» **Problem statement**: Extract every line of the records containing the string "truck". Case counts.

» **Segmentation dataset excerpts**:
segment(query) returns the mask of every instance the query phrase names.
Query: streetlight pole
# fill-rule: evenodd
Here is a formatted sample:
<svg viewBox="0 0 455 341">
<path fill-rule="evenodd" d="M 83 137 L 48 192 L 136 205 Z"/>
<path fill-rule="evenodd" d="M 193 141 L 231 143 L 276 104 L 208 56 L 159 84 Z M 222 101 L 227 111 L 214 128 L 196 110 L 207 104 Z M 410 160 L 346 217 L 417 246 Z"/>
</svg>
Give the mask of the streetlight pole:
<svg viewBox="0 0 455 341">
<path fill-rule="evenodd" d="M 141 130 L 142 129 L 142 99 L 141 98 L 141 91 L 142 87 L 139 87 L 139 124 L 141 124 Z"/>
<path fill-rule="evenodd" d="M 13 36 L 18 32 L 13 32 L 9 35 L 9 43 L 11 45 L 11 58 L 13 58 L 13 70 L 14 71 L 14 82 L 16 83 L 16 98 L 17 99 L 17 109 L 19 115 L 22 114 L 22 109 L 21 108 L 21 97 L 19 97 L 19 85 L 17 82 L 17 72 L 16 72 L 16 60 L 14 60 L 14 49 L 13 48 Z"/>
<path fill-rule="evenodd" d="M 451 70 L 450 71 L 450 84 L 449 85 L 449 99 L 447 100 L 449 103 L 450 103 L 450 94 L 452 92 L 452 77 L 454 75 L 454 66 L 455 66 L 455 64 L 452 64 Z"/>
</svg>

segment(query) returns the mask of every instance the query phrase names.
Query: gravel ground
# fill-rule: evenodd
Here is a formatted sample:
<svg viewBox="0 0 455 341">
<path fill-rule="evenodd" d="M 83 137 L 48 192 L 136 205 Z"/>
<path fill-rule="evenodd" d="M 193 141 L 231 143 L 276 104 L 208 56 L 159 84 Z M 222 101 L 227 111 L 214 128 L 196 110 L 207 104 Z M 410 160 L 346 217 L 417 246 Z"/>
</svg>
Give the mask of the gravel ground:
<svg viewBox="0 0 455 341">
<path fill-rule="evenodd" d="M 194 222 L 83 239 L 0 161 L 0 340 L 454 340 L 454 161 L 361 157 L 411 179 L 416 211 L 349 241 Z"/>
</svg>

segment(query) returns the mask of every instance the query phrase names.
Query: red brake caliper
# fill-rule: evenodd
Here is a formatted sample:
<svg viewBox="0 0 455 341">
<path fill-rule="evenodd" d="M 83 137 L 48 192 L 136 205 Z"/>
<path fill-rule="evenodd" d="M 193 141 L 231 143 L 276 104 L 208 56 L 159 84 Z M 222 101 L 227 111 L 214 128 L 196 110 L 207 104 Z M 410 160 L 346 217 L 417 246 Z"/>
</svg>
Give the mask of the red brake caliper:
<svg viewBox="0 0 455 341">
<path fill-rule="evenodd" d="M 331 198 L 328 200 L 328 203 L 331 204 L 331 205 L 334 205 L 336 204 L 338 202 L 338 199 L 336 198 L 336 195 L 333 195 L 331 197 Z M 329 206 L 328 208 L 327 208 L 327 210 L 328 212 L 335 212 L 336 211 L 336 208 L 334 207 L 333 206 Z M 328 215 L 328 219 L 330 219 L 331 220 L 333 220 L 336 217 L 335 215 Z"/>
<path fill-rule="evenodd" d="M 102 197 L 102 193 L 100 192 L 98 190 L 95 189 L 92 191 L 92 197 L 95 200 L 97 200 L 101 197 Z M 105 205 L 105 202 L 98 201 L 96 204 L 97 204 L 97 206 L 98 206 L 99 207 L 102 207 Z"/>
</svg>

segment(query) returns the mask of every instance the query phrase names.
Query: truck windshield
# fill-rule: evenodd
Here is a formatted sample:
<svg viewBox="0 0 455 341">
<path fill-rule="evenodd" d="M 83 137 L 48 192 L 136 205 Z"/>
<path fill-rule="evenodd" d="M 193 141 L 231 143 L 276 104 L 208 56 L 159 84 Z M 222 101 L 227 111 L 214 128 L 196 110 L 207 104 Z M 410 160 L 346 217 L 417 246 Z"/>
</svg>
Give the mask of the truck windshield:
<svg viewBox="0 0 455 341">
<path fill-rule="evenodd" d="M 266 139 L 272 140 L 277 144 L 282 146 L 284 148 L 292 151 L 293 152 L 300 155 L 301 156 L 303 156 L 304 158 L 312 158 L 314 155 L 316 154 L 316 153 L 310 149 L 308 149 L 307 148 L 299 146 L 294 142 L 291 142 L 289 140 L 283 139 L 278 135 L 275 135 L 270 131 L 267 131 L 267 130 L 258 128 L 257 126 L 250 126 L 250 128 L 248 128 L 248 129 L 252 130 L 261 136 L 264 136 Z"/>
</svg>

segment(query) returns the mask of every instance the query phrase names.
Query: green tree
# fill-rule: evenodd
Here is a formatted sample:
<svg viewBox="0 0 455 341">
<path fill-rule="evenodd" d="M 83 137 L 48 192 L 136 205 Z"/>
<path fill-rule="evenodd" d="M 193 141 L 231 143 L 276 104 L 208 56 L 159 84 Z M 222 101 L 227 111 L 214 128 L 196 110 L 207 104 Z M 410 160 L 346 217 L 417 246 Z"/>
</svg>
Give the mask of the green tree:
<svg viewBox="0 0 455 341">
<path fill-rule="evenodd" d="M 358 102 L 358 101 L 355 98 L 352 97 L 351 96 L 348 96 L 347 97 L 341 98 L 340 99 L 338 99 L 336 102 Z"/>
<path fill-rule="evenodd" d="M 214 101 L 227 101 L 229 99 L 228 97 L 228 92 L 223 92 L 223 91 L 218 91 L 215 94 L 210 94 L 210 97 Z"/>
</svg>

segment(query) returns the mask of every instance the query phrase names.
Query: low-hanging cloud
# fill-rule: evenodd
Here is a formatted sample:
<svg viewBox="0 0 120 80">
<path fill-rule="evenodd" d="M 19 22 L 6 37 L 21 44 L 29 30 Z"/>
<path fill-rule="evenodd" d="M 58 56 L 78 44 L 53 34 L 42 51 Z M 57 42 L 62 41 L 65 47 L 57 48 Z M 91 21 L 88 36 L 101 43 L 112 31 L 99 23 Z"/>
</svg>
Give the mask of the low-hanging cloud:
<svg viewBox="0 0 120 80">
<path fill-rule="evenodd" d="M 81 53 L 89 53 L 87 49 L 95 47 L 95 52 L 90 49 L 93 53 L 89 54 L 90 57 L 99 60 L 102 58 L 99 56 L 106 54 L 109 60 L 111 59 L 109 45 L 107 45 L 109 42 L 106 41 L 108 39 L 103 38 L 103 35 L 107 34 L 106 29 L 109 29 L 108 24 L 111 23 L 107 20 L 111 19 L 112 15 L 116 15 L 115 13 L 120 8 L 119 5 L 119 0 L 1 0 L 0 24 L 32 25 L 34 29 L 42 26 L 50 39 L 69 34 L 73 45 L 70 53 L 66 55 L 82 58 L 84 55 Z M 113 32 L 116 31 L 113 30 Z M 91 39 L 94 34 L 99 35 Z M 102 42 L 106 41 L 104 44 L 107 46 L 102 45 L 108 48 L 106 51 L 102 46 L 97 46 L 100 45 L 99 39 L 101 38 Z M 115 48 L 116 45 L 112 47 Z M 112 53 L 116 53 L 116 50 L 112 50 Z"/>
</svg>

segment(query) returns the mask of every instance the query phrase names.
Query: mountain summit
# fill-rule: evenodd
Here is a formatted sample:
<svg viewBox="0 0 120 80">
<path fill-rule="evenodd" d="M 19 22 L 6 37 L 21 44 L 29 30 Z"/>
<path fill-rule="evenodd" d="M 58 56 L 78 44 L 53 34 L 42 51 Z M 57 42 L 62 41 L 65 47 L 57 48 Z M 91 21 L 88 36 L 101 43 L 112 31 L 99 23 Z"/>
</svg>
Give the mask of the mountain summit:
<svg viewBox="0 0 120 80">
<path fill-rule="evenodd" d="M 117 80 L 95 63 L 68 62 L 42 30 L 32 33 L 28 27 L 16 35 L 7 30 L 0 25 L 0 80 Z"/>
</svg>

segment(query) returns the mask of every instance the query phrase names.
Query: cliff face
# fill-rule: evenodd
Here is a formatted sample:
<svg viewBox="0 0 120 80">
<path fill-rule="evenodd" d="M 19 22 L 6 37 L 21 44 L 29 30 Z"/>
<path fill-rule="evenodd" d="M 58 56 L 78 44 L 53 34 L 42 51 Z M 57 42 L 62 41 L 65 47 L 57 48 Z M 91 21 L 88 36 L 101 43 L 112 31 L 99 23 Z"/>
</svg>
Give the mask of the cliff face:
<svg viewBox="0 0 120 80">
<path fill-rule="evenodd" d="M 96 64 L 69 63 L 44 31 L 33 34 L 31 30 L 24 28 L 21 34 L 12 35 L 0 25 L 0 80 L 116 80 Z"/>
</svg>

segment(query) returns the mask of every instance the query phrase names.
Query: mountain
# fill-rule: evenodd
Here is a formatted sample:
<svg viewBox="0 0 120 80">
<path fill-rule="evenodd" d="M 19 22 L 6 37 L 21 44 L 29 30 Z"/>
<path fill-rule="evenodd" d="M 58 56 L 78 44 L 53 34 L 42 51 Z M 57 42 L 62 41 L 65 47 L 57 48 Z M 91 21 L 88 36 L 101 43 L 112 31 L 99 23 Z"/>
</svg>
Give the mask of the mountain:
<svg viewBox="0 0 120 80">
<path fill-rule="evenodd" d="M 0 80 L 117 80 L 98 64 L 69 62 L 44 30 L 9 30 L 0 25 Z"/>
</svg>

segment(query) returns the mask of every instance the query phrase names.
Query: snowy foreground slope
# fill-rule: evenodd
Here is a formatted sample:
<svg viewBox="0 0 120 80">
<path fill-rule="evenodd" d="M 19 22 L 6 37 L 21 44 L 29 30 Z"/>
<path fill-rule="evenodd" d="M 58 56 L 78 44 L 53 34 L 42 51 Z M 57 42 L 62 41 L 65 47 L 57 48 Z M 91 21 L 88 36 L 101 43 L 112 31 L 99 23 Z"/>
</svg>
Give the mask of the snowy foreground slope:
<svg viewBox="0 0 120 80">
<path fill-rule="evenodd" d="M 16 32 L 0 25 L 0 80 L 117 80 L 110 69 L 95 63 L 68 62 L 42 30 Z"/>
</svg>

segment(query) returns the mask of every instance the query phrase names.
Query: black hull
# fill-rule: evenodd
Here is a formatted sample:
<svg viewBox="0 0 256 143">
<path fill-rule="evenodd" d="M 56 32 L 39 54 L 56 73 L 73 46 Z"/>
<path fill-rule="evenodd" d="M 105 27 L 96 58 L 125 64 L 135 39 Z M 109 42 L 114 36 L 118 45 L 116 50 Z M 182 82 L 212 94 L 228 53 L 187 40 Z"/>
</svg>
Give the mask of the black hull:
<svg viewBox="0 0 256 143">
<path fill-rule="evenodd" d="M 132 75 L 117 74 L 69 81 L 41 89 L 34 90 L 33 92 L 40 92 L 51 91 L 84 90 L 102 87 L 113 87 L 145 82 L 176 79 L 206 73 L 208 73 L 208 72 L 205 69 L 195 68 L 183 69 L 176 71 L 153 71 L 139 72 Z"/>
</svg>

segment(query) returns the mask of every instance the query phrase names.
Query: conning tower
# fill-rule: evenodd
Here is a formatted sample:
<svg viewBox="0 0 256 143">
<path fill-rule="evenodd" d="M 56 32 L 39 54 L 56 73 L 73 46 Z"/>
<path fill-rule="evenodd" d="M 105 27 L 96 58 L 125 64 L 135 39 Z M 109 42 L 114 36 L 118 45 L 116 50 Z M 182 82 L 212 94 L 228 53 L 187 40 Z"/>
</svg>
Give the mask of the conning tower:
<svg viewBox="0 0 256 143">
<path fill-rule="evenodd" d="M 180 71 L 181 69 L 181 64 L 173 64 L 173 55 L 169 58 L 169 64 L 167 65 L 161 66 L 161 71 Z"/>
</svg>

» **Finished task**:
Query: truck windshield
Give the mask of the truck windshield:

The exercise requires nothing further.